▶ _SELECTION_:
Prasanna-543 commented 1 year ago

when i open one of the 500 request code i found this: {"action":"Please verify your kubeconfig file and location","description":"Invalid kube-config file. Expected object with name arn:aws:eks:region:iacc_id:cluster in /home/gpm/.kube/config/contexts list","error":"Can't connect to cluster due to an invalid kubeconfig file"}

even the cluster full-name is not loading

image

the request that starts with it's been pointing to manifest.json in above line name in the image

image
ralgozino commented 1 year ago

This is much better, the actual error is this:

Invalid kube-config file. Expected object with name arn:aws: eks:us-east-1:***:cluster in /home/gpm/.kube/config/contexts list'

I believe is caused by this bug in the Python Kubernetes client library: https://github.com/kubernetes-client/python/issues/1193

Could you please:

  1. Confirm that the kubeconfig that you are using does not have a current context set? you can check with kubectl config current-contexts or just inspect the file.
  2. If it is empty, set it to one of the available contexts
Prasanna-543 commented 1 year ago

@ralgozino

kubectl config current-context arn:aws:eks:us-east-1:ID:cluster/Cluster_name

and current-context has been set already

and do u think this will have any effect https://github.com/sighupio/gatekeeper-policy-manager/blob/ad6259d757d6e57920cbeaac9579a221f4ab5132/chart/values.yaml#L110

ralgozino commented 1 year ago

@ralgozino and can you remove 84**** number in the above comment, because i don't want it to be public!

done

and do u think this will have any effect

https://github.com/sighupio/gatekeeper-policy-manager/blob/ad6259d757d6e57920cbeaac9579a221f4ab5132/chart/values.yaml#L110

I don't think that is relevant to the problem.

Have you tried setting the env var APP_ENV to development? I'm going out of ideas.

Prasanna-543 commented 1 year ago

not tried, i will try and let u know

Prasanna-543 commented 1 year ago

its' not working!

ralgozino commented 1 year ago

Sorry to hear that. I'd need to try to replicate the issue myself, but I believe that is something particular to your environment. Probably the corporate VPN or an HTTP proxy in the middle changing something and breaking the front-end <> backend communication.

The last thing we can try is building the image from the main branch, which has updated dependencies. Maybe we are lucky and the problem goes away.

Change the FROM quay.io/sighup/gatekeeper-policy-manager:v1.0.3 line in the Dockerfile to FROM quay.io/sighup/gatekeeper-policy-manager:bf1d36477f9291a06e7109b9193dbbe6546cbd37 and rebuild the image.

▶ _PROBLEMS TO SOLVE_:
(A) Do the following statements agree with the kubeconfig thread? For each, answer yes or no and quote the words of the thread that decide it. (i) Prasanna-543 reports that a current context had already been set. (ii) ralgozino considers the linked values.yaml line relevant to the problem. (iii) Setting APP_ENV to development fixed the issue.
(B) In the kubeconfig thread, which library does ralgozino believe has a bug that causes the error?
(C) Resume the kubeconfig thread from the point where it stops.
The rows that follow come from a separate source.

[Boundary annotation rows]
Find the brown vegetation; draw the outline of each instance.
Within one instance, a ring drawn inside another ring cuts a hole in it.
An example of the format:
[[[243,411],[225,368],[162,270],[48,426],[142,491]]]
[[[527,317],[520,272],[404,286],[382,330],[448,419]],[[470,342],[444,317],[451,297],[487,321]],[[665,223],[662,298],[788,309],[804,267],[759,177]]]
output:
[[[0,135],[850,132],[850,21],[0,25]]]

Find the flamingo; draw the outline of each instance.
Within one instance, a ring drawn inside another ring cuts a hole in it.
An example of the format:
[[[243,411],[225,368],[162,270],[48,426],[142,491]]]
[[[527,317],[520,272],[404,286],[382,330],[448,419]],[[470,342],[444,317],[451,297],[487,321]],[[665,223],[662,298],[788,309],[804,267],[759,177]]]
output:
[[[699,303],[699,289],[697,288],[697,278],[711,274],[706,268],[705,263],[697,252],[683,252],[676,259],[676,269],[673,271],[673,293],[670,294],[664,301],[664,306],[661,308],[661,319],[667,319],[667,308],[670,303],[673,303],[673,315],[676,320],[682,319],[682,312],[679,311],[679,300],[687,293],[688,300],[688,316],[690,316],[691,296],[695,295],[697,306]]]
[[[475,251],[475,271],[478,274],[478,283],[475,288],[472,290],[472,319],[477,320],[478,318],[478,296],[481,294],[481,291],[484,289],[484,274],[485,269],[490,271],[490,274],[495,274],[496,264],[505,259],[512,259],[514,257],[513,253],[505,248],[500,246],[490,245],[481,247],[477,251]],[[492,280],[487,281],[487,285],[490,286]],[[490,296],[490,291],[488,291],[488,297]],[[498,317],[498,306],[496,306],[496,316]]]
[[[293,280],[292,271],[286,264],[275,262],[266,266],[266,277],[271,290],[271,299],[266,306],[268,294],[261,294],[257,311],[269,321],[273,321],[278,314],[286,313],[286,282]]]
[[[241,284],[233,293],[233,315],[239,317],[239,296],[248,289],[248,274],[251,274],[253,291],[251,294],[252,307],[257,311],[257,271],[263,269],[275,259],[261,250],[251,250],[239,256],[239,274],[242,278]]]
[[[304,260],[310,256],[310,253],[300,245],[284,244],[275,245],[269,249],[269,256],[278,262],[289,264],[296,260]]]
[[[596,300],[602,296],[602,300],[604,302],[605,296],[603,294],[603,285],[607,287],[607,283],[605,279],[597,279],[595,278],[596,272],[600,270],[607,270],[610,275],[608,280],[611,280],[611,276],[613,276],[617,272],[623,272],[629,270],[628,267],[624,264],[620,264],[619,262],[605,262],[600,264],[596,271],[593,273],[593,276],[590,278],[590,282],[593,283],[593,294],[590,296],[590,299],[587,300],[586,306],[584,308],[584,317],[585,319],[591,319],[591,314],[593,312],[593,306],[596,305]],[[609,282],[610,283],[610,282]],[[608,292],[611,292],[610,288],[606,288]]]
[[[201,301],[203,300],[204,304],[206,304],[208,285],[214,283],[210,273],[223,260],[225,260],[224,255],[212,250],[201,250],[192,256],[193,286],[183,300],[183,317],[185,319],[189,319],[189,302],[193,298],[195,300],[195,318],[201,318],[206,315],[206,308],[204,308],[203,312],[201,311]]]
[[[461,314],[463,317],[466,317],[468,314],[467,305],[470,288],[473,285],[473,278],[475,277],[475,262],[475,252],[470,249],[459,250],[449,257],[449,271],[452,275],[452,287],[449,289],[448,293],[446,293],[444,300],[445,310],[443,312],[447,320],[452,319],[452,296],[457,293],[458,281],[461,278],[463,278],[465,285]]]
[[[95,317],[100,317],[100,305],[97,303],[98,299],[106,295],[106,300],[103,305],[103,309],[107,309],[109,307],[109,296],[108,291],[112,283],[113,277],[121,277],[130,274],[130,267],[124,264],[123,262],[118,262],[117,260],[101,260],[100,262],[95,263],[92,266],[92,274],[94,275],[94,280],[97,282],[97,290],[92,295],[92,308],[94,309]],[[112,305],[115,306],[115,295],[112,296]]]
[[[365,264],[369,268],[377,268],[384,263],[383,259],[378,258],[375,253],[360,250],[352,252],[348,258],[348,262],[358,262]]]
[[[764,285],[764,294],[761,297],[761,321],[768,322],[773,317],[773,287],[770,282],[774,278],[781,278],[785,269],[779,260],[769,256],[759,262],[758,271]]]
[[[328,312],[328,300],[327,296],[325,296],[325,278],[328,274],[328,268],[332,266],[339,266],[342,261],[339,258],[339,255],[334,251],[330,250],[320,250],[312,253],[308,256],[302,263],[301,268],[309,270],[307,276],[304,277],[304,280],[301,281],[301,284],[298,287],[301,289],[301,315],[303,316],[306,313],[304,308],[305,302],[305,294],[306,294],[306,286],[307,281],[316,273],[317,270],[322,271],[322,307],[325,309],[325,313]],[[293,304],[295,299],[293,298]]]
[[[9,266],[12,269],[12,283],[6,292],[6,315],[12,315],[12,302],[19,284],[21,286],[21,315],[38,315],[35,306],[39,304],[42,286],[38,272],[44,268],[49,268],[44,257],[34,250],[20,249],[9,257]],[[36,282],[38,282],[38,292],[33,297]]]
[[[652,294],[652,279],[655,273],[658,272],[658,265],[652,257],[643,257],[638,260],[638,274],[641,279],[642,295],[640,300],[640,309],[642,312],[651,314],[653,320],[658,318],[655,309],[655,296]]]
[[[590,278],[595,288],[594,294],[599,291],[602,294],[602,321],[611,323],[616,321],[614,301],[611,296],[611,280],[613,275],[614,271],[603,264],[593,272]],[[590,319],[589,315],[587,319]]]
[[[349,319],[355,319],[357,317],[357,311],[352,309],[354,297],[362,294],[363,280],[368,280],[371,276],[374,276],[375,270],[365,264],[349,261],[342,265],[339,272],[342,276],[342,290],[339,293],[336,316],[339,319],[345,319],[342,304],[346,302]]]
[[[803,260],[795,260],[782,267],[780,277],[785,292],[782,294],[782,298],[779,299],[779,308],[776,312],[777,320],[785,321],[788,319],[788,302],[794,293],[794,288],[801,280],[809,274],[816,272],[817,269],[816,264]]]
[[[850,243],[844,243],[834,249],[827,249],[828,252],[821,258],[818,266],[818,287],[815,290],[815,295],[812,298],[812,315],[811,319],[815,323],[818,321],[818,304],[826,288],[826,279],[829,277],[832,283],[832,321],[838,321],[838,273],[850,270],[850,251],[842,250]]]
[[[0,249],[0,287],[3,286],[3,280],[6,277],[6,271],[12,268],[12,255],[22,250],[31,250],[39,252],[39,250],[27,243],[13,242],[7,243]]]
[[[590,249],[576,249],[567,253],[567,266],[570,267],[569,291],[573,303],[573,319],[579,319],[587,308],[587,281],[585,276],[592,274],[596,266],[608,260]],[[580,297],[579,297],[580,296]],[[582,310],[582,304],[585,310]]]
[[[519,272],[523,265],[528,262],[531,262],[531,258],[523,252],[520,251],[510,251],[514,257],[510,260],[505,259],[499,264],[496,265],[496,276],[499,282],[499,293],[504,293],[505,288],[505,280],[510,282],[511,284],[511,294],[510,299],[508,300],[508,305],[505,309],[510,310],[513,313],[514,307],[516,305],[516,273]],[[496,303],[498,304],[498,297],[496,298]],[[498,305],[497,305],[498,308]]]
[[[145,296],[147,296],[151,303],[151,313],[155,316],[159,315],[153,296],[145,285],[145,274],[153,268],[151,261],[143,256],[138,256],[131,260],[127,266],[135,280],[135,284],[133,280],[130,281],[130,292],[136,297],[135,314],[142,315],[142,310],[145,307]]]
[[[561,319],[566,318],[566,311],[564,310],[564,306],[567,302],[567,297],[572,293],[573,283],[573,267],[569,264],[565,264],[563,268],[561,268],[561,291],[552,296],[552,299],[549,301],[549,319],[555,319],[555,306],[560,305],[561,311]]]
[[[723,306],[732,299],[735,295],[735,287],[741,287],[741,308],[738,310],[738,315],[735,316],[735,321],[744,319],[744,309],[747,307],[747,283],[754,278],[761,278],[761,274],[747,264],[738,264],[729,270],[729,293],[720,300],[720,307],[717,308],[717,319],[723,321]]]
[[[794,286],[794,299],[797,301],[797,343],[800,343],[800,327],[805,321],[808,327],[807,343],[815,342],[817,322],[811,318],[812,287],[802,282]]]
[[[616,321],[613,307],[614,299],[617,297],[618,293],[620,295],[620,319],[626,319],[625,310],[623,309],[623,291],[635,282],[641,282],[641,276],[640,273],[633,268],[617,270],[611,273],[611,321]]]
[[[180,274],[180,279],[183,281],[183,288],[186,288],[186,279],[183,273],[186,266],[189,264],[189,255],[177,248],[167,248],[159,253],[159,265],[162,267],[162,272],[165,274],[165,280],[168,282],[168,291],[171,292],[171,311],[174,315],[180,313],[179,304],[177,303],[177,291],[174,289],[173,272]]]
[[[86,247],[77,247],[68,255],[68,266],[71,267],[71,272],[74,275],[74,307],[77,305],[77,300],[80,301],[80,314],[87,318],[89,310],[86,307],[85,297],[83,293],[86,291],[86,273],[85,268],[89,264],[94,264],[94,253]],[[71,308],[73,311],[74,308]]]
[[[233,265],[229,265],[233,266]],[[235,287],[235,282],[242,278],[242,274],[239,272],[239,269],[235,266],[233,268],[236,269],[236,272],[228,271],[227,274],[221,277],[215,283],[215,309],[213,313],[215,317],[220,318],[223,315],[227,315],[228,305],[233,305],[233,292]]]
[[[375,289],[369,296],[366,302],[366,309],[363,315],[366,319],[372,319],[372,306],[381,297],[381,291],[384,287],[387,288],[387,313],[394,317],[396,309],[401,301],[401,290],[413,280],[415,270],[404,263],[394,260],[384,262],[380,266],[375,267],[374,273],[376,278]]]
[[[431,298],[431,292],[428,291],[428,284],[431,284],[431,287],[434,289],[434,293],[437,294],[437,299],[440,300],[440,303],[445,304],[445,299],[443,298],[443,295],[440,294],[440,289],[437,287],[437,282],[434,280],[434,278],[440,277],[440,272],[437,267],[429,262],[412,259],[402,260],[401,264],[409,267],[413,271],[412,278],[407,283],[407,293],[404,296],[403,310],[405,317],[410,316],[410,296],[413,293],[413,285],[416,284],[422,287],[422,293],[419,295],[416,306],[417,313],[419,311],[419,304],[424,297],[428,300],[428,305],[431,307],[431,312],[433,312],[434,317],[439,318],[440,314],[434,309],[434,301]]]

▶ _ANSWERS FOR THIS EXERCISE_:
(A)
(i) Yes: "and current-context has been set already"
(ii) No: "I don't think that is relevant to the problem."
(iii) No: "its' not working!"

(B) The Python Kubernetes client library.

(C)
Hope that helps 🀞

Prasanna-543 commented 1 year ago
image

this time error details was an extra part!

ralgozino commented 1 year ago

Yes!, we improved the error messages in the frontend a few days ago πŸ˜ƒ

It keeps saying though that there's something wrong with the kubeconfig file. Are you 100% sure that the kubeconfig works? can you test it somehow?

The very last test we can do, is using the development version of GPM that changes the Python backend for a Go backend, we can discard issues with the Python library this way. To do so, change the FROM line like before to use this image instead: FROM quay.io/sighup/gatekeeper-policy-manager:20751b146c9093e7ca191b770671f7db869bf62d

If the Go backend has the same issue, I would not know what else to try 😞

Prasanna-543 commented 1 year ago

Yes the kubeconfig works, because we are using locally the same one in (/.kube/config). I just copy pasted the cluster details and conttexts.

the image is getting build from above source you have given but it got build with previous oneπŸ˜‘ FROM quay.io/sighup/gatekeeper-policy-manager:20751b146c9093e7ca191b770671f7db869bf62d

USER root WORKDIR /tmp ADD "https://awscli.amazonaws.com/awscli-exe-linux-x86_64.zip" /tmp RUN apt-get update && apt-get install -y unzip && rm -rf /var/lib/apt/lists/* RUN unzip awscli-exe-linux-x86_64.zip && aws/install && rm -rf aws && rm awscli-exe-linux-x86_64.zip

WORKDIR /app USER 999

ERROR: => ERROR [4/6] RUN apt-get update && apt-get install -y unzip && rm -rf /var/lib/apt/lists/* 0.3s

[4/6] RUN apt-get update && apt-get install -y unzip && rm -rf /var/lib/apt/lists/*:

8 0.309 runc run failed: unable to start container process: exec: "/bin/sh": stat /bin/sh: no such file or directory


executor failed running [/bin/sh -c apt-get update && apt-get install -y unzip && rm -rf /var/lib/apt/lists/*]: exit code: 1

Prasanna-543 commented 1 year ago

Is there a way that we can use local config file?

ralgozino commented 1 year ago

Yes the kubeconfig works, because we are using locally the same one in (/.kube/config). I just copy pasted the cluster details and conttexts.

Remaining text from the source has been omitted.